Given problem => Identify every line in the listing below that contains the word "brick" and copy each of those lines.

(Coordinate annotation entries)
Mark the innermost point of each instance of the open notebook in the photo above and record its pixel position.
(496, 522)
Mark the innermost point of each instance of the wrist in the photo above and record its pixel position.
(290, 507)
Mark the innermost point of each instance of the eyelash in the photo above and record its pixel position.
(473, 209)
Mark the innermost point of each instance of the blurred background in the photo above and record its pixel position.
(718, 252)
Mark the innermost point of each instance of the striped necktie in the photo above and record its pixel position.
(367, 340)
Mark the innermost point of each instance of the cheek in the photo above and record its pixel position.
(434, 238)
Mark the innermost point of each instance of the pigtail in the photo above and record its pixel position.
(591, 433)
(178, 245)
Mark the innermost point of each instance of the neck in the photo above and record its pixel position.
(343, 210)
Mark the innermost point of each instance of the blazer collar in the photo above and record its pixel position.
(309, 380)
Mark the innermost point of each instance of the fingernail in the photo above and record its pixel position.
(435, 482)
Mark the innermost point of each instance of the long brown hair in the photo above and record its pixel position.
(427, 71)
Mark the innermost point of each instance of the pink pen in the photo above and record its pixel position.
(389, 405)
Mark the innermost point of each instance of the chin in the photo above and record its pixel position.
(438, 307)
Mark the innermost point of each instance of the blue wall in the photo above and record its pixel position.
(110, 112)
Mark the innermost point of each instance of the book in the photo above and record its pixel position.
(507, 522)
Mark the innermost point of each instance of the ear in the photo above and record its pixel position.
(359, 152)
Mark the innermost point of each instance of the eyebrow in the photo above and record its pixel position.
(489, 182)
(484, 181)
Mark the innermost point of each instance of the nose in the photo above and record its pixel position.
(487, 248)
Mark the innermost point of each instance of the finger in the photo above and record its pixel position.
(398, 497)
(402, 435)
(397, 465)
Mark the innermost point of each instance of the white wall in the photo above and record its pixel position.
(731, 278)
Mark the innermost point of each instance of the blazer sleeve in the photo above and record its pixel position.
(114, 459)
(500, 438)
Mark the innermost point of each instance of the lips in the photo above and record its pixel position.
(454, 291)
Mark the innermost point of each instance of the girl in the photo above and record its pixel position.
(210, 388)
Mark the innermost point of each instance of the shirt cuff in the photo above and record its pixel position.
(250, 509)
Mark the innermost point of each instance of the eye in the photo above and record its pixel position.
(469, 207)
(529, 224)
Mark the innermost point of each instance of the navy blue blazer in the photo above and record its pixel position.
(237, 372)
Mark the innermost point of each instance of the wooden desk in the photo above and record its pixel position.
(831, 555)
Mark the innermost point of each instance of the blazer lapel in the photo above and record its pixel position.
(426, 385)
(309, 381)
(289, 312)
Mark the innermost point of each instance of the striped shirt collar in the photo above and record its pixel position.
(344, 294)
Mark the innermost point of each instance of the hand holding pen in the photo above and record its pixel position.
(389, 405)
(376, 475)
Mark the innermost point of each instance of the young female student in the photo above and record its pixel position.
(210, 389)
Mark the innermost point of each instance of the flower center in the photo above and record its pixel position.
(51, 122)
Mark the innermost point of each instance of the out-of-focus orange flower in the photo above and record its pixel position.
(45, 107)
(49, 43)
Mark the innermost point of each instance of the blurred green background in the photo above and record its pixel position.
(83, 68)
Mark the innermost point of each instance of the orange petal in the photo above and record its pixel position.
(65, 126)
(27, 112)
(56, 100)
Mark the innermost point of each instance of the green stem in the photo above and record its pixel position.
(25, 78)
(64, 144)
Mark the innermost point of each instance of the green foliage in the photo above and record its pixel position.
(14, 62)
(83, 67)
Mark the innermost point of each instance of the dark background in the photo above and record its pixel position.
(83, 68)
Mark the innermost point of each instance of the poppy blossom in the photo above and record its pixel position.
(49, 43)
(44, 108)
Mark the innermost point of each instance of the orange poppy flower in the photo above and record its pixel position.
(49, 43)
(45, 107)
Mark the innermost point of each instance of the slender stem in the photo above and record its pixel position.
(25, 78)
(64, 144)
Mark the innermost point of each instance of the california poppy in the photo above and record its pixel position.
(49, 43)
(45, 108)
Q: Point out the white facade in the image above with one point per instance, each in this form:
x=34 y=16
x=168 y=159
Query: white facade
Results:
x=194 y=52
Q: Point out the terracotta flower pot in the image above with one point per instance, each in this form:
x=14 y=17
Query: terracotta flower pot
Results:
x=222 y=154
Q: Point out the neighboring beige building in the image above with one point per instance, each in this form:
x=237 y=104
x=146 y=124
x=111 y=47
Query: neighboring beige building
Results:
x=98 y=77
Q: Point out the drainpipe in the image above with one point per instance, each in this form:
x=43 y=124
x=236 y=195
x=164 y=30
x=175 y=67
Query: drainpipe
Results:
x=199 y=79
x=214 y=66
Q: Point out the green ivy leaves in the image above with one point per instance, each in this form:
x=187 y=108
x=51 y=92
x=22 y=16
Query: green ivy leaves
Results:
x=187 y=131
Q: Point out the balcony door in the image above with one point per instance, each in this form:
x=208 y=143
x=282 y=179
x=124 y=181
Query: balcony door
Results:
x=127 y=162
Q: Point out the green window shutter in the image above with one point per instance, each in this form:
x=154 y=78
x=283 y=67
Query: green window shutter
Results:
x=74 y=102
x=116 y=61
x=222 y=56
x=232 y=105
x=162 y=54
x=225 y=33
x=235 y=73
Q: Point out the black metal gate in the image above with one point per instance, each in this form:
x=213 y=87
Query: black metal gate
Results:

---

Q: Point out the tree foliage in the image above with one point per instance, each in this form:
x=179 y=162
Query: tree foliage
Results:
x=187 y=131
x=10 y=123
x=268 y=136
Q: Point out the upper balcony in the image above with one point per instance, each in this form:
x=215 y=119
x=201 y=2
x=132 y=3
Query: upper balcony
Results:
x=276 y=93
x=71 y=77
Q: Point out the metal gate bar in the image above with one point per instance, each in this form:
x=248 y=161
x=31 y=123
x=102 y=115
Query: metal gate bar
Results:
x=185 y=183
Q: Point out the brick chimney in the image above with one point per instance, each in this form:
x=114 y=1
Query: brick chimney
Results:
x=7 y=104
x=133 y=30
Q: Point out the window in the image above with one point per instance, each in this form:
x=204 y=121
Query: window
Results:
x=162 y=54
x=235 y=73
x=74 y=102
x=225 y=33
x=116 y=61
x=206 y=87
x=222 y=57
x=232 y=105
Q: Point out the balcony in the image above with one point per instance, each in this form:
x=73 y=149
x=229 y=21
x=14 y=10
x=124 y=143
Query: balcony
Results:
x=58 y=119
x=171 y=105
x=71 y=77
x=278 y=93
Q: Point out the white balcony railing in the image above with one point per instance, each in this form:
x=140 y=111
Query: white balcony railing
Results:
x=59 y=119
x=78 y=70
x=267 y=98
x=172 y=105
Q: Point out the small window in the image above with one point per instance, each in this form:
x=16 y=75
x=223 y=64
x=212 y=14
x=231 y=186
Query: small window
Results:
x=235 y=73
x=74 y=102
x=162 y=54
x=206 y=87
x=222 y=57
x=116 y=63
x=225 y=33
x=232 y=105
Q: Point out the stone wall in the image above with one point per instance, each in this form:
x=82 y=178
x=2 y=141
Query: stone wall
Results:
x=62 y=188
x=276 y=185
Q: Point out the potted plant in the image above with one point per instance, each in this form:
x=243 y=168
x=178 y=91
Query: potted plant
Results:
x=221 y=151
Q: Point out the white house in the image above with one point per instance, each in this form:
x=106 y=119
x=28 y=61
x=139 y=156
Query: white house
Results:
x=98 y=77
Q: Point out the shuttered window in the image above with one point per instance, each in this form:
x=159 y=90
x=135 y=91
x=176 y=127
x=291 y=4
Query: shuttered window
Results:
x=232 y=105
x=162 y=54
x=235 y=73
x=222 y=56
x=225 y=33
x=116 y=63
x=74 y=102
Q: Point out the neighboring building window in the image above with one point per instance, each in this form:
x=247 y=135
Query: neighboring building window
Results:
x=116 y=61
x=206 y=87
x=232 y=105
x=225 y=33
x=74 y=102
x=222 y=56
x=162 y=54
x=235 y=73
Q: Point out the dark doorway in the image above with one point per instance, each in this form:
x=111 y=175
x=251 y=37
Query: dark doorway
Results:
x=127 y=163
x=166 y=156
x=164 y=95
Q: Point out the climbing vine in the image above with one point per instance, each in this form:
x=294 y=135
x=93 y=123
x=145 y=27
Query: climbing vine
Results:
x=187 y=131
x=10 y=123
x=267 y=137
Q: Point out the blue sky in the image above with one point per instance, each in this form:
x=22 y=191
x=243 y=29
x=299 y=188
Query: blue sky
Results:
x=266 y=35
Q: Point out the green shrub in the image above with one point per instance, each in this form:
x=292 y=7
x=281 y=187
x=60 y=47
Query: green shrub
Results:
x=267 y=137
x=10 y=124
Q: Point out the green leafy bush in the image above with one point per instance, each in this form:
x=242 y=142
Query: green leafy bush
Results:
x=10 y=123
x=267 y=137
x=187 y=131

* * *

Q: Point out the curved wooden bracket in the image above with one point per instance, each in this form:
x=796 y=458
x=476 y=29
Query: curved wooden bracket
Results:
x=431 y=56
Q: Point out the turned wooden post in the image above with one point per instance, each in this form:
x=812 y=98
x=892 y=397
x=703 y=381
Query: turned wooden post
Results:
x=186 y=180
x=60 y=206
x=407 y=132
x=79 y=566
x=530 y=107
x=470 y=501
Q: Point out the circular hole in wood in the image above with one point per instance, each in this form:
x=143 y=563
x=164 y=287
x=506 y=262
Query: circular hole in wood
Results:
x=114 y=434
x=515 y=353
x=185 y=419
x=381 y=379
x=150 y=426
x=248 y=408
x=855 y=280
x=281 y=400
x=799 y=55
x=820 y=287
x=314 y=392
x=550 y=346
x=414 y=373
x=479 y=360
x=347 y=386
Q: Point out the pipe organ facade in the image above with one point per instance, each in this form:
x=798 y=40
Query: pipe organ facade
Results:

The response =>
Q: Point out the brick chimney in the image above with one point per instance, each in this form:
Query: brick chimney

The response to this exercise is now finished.